Records from a data source:
● ● ● ● ●
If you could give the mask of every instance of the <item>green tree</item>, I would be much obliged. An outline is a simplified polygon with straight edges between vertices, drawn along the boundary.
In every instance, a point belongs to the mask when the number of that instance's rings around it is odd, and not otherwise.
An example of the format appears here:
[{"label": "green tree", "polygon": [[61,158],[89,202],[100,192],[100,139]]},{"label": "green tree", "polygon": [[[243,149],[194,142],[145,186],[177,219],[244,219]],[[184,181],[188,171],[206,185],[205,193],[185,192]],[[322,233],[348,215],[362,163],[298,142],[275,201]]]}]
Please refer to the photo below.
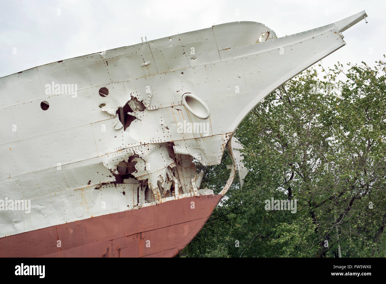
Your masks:
[{"label": "green tree", "polygon": [[[309,69],[252,110],[234,134],[243,188],[235,179],[179,256],[334,257],[339,243],[343,257],[386,256],[386,64],[362,63],[320,66],[323,80]],[[201,186],[219,192],[231,163],[198,165]],[[266,210],[272,197],[296,213]]]}]

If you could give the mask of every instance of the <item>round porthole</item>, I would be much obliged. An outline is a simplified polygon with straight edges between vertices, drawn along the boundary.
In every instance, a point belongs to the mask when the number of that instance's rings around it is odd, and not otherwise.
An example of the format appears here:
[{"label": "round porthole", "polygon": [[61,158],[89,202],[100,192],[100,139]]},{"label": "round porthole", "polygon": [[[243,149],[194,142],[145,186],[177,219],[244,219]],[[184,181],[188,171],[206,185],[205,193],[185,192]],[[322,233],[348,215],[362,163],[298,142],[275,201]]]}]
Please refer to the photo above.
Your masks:
[{"label": "round porthole", "polygon": [[194,95],[186,93],[182,96],[182,103],[195,116],[205,119],[209,117],[209,108],[202,100]]},{"label": "round porthole", "polygon": [[99,89],[99,95],[101,96],[107,96],[108,95],[108,89],[105,87],[103,87]]},{"label": "round porthole", "polygon": [[43,110],[47,110],[49,107],[49,104],[47,101],[43,101],[40,103],[40,107]]}]

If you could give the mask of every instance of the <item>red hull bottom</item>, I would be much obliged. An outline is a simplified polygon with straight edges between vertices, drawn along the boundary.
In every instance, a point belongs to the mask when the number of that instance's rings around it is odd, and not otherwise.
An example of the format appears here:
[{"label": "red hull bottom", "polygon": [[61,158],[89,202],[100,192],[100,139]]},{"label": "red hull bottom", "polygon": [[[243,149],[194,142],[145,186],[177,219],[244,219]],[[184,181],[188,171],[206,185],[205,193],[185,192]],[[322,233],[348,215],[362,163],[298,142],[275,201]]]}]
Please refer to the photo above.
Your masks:
[{"label": "red hull bottom", "polygon": [[4,237],[0,257],[173,257],[200,231],[221,197],[188,197]]}]

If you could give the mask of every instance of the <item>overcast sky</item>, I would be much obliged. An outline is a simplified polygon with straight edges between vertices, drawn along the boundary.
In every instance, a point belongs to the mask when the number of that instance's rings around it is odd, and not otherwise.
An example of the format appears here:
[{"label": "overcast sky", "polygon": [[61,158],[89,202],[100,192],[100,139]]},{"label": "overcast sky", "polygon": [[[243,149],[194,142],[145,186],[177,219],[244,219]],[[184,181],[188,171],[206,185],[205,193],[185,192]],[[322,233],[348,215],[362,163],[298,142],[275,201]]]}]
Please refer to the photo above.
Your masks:
[{"label": "overcast sky", "polygon": [[[237,21],[262,23],[278,37],[362,10],[343,32],[347,45],[323,60],[371,64],[385,52],[386,2],[378,1],[0,0],[0,77],[54,61]],[[229,35],[231,36],[231,35]],[[14,54],[15,53],[16,54]]]}]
● ● ● ● ●
Aim
Reproduce all of the data exactly; the pictures do not belong in the copy.

Answer to this task
If you could give the mask of every instance of the <item>green tree</item>, I would be much obliged. An outline is a simplified polygon with straight edges between vertices, drawn along the boundary.
In every instance, a point belongs to the mask when the number of that instance's rings around it is odd, and not otherwise.
An example of the format appears here:
[{"label": "green tree", "polygon": [[61,158],[89,202],[100,192],[100,139]]},{"label": "green tree", "polygon": [[[243,149],[194,142],[145,186],[177,219],[244,219]],[[184,181],[188,171],[206,185],[205,193],[185,192]],[[322,233],[348,215],[362,163],[298,142],[275,201]]]}]
Please refer to the photo below.
Your masks:
[{"label": "green tree", "polygon": [[[309,69],[252,110],[234,134],[243,188],[235,179],[179,256],[334,257],[339,243],[343,257],[386,256],[386,64],[362,63],[320,66],[323,80]],[[201,186],[219,192],[231,163],[198,165]],[[266,210],[272,197],[296,213]]]}]

If you could give the mask of every instance of the <item>round porthole</item>, I would be much obliged. An outline is a simplified polygon with straight edges between vertices, drawn along the boundary.
In every instance, a point belongs to the mask when the number of that instance's rings around it is odd, and not otherwise.
An example of the format appears here:
[{"label": "round porthole", "polygon": [[61,158],[89,202],[100,192],[100,139]]},{"label": "round porthole", "polygon": [[[243,149],[194,142],[145,186],[177,219],[244,219]],[[184,181],[188,171],[206,185],[205,193],[185,192]],[[322,233],[348,215],[362,163],[298,142],[275,201]]]}]
Please refer to the photo above.
Your masks:
[{"label": "round porthole", "polygon": [[194,95],[186,93],[182,96],[182,103],[195,116],[205,119],[209,117],[209,108],[202,100]]},{"label": "round porthole", "polygon": [[99,89],[99,95],[101,96],[107,96],[108,95],[108,89],[105,87],[103,87]]},{"label": "round porthole", "polygon": [[43,110],[47,110],[49,107],[49,104],[47,101],[43,101],[40,103],[40,107]]}]

If you could give the mask of every instance of the <item>red hull bottom</item>, I would be much obliged. An outline is a simplified polygon with straight edges between vertices, drawn along the boundary.
In every instance, a point belongs to the mask when the number of that instance's rings around it is odd, and not otherwise.
An example of the format appears here:
[{"label": "red hull bottom", "polygon": [[61,158],[89,202],[100,192],[100,139]]},{"label": "red hull bottom", "polygon": [[[243,149],[194,142],[145,186],[177,219],[244,219]],[[184,181],[188,171],[206,185],[205,193],[185,192]],[[322,233],[348,215],[362,163],[298,142],[275,201]]]}]
Please refer to the photo above.
Your masks:
[{"label": "red hull bottom", "polygon": [[4,237],[0,257],[173,257],[200,231],[221,197],[188,197]]}]

If you could give the mask of every instance of the <item>overcast sky</item>, I would be much obliged. An outline is a simplified polygon with straight edges between vertices, drawn along the boundary.
In every instance, a point belongs to the mask when the number of that instance's rings around it is odd, and not otherwise.
An example of the format appears here:
[{"label": "overcast sky", "polygon": [[61,158],[89,202],[100,192],[100,139]]},{"label": "overcast sky", "polygon": [[[243,149],[194,142],[145,186],[177,219],[244,219]],[[184,181],[188,171],[206,185],[205,193],[185,192]],[[322,233],[348,215],[362,163],[298,142],[275,201]]]}]
Please refer to the photo above.
Your masks:
[{"label": "overcast sky", "polygon": [[[237,21],[262,23],[278,37],[362,10],[343,32],[347,45],[323,60],[371,64],[385,52],[386,2],[378,1],[0,0],[0,77],[54,61]],[[229,35],[231,36],[231,35]],[[14,54],[15,53],[16,54]]]}]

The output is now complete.